## Exercise instructions
• a. Answer these questions using the text on US and Indonesian healthcare systems:
(i) What percentage of GDP does the US spend on healthcare?
(ii) By what year does Indonesia aim to move from several schemes to a single scheme?
(iii) In what two respects is Indonesia's supply side said to be short?
• b. Carry on the text on US and Indonesian healthcare systems from its final sentence.

## Given text
• • • • •

Sharing the US experience, Ms Elizabeth J Fowler, VP, Global Health Policy, Johnson & Johnson said that even though US spends 17% of GDP on healthcare, there are issues regarding accessibility and quality. The key challenges were rising health insurance premiums, low scores on key health indicators, loss in employer coverage, growing number of uninsured and concentrated health markets. The Obama Government then introduced a new system which focused on expanding coverage by building on the existing healthcare system, greater transparency, building a more efficient system, bringing in insurance market reforms and delivery systems and payment reforms and focusing on prevention and wellness.  She shared some of the experiences - to expand coverage, the US had a multi-tiered scheme where the low-income group was covered in a public programme, the middle income group under private coverage with Government subsidy, and also introduced a website for greater coverage and transparency. For market reforms, the public and private sector shared data to address issues of frauds and increase prosecutions. Also, there would be no annual or lifetime limits on coverage. She said that India could take a few lessons from the way the US was addressing its challenges. 

Dr Ascobat Gani, Health Economist and Advisor to the Ministry of Indonesia, said that India and Indonesia had several common challenges – of providing healthcare services to a population with great disparity and spread over a vast geographical area. He said initially the country had several schemes such as a Commercial Scheme (voluntary, for profit), a civil servant scheme, a worker scheme, a scheme for the poor, and local schemes, but the goal for 2019 is to move from several schemes to a single scheme, cover 100% of the population, offer a comprehensive benefit package, have no cost sharing at the service point, have access to quality health services among others. Indonesia is committed to providing a social security net to all its people, he said.

The challenges, he elaborated, are (a) capturing the informal sector workers (b) supply side readiness – Indonesia has fewer hospital beds and specialists  (c) the escalating costs due to an aging population (d) financing public health – promotion, prevention.

• • • • •

## Data block
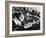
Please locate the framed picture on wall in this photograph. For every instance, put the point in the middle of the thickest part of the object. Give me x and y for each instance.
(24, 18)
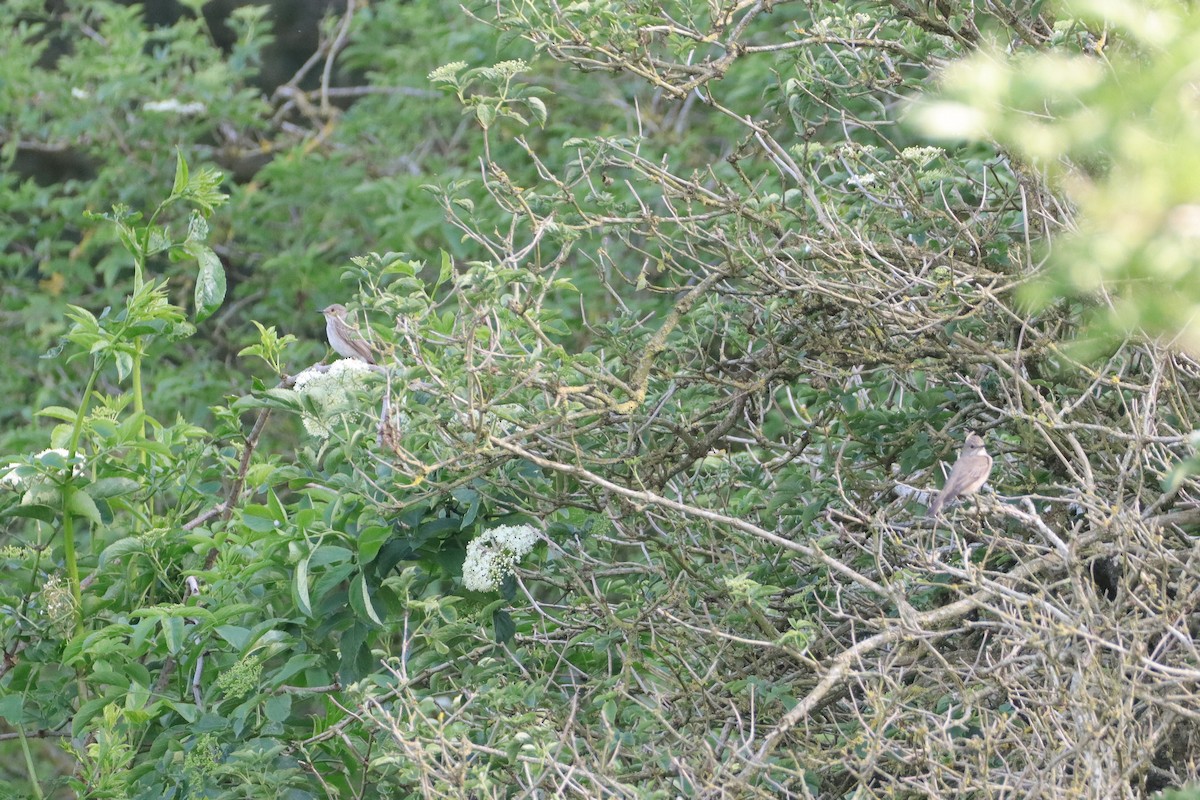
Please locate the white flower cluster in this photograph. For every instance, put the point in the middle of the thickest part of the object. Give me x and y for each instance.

• • • • •

## Written responses
• a.
(i) 17%
(ii) 2019
(iii) Hospital beds and specialists

• b.
To include more people from the informal sector, the most preferred option Indonesia felt was partial subsidy to attract and motivate them to pay premium. To contain costs, the options were to strengthen the public health programmes, primary care, have a good referral system, health technology assessment and a utilization review. 

Dr Sanjay Kinra, Reader in Clinical Epidemiology, UK, shared the UK’s National Health Service (NHS) said that NHS is a taxation-funded free-at-the-point-of-use service. He advocated strong scientific underpinnings for all initiatives and highlighted three key areas for focus and improvement in India: Pre-approval assessment where data-driven systems and appropriate risk profiling is required; portfolio management where the focus should be risk management and disease programmes and healthcare provision which is largely unregulated and there is a pressing need for good clinical guidelines.      

In his concluding remarks, Professor Ranjit Roy Chaudhury said that while scientific underpinnings are very important, as is prevention and promotion in public health, India should also leverage the vast knowledge it has in others streams of medicine such as Ayurveda, unani among others.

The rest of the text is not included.